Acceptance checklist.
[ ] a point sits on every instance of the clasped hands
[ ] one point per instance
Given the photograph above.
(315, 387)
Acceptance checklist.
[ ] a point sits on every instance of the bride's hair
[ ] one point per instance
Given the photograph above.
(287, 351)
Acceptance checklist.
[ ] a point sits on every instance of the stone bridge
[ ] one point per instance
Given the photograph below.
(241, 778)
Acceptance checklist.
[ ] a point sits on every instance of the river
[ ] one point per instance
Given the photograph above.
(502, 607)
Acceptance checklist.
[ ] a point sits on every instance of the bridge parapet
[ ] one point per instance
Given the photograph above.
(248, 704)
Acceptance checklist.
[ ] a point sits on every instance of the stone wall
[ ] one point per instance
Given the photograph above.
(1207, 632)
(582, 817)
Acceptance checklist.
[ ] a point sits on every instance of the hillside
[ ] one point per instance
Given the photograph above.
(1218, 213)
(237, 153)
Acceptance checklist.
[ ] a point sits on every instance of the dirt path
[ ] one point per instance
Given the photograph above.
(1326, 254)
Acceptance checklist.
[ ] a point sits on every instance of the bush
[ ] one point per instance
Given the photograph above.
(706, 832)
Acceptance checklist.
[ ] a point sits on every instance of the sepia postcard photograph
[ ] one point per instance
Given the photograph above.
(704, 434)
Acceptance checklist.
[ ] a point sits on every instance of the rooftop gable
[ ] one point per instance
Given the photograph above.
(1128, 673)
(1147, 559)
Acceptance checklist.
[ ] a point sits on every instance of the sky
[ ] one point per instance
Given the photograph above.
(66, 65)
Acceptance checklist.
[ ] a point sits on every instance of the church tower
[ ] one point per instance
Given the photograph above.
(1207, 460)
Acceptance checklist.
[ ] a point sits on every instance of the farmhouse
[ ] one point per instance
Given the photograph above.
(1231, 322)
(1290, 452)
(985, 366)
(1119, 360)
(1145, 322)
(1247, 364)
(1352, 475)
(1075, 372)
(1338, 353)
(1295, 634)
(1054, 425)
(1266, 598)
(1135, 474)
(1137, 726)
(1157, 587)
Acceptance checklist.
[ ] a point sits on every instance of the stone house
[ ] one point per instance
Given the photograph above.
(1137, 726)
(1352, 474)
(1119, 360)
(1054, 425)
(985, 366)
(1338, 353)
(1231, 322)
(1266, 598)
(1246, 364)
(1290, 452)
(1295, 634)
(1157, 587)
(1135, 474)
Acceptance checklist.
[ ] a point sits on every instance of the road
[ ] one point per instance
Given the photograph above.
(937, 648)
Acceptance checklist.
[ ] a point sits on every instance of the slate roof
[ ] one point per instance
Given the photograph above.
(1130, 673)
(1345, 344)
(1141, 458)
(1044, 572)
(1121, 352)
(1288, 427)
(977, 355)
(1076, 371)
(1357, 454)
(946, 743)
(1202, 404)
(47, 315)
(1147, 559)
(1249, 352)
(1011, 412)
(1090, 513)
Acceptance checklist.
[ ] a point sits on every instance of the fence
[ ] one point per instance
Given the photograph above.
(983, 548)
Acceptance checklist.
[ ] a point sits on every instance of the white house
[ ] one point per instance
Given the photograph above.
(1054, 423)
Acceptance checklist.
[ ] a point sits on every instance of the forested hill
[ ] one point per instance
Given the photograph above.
# # # #
• The task:
Reproduce the entries above in full, verbatim.

• Final result:
Acceptance checklist.
[ ] a point sits on every instance of the clasped hands
[ ] one point per instance
Given the photograph above.
(315, 387)
Acceptance checklist.
[ ] a point sits on every instance of the bride's hair
[ ] one point per instance
Given the photograph above.
(287, 351)
Acceptance checklist.
[ ] a point sits on every instance of the stone bridge
[ ] one point per instance
Given the photograph below.
(241, 778)
Acceptance checklist.
[ ] a point sits on every instance of the river
[ ] one point per instance
Given the photograph above.
(502, 607)
Acceptance checklist.
[ ] a point sits on every instance of the bridge parapet
[ ] one point per instance
Given the photograph above.
(248, 704)
Acceptance checklist.
[ ] a point sits on every instance of the stone wall
[ ] one point per instance
Given the photograph above.
(1207, 632)
(582, 817)
Acceptance checklist.
[ ] a point sits on every instance of the hillside
[ ] one point per instance
Given the photograph above.
(1218, 213)
(237, 153)
Acceptance checklist.
[ ] a point sits on every instance of the dirt path
[ ] one point per instance
Given the photograph above.
(1326, 254)
Acceptance checklist.
[ ] a point sits on every instance of the bush
[ ] one point per instance
Given the photograph above.
(706, 832)
Acceptance checklist.
[ ] a point sits on every instance of the sepia postcard photograph
[ ] one point per instance
Given the photograph above.
(704, 434)
Acceptance checklist.
[ ] a point sits on every instance of the rooftop gable
[ ] one point per instance
Given the photograph above.
(1128, 673)
(1147, 559)
Acceptance checklist.
[ ] a point sits on every instance of the sky
[ ] one point per instance
Given the photograph above.
(66, 65)
Acceptance checklist.
[ ] a point sits on every instance of the church tower
[ ] one point per instance
Given the photograph above.
(1207, 460)
Acceptance checklist.
[ ] a point sits on every instance of the farmhouse
[ ] one point per instance
Given the photograph above.
(1231, 322)
(1290, 452)
(985, 366)
(1119, 360)
(1145, 322)
(1247, 364)
(1352, 475)
(1075, 372)
(1338, 353)
(1295, 634)
(1054, 425)
(1266, 598)
(1135, 474)
(1137, 726)
(1157, 587)
Acceptance checklist.
[ ] a point sits on every instance of the stone house
[ ] one point per instance
Given the photograph above.
(1137, 726)
(1352, 474)
(1119, 360)
(1054, 425)
(985, 366)
(1338, 353)
(1231, 322)
(1266, 598)
(1246, 364)
(1290, 452)
(1295, 634)
(1157, 587)
(1135, 474)
Acceptance checklist.
[ ] a point sits on every instance of the road
[ ] one point per instance
Given the photograph above.
(937, 648)
Acceptance checklist.
[ ] a point sits on every instance of the slate roof
[ ] one point per instance
Given the photograph above.
(1130, 673)
(1345, 344)
(1141, 458)
(1044, 572)
(1121, 352)
(1288, 427)
(977, 355)
(1076, 371)
(1357, 454)
(946, 743)
(1202, 404)
(47, 315)
(1147, 559)
(1249, 352)
(1011, 412)
(1090, 513)
Acceptance checklist.
[ ] a point sits on every instance of the fence
[ ] one point per instance
Given the photograph above.
(983, 548)
Acceptance checklist.
[ ] a point sits on every instance of the white house
[ ] one point per instance
Given the photograph above.
(1054, 423)
Acceptance checklist.
[ ] a point sits on every instance of the forested hill
[ ] one point per instance
Given the photograph above.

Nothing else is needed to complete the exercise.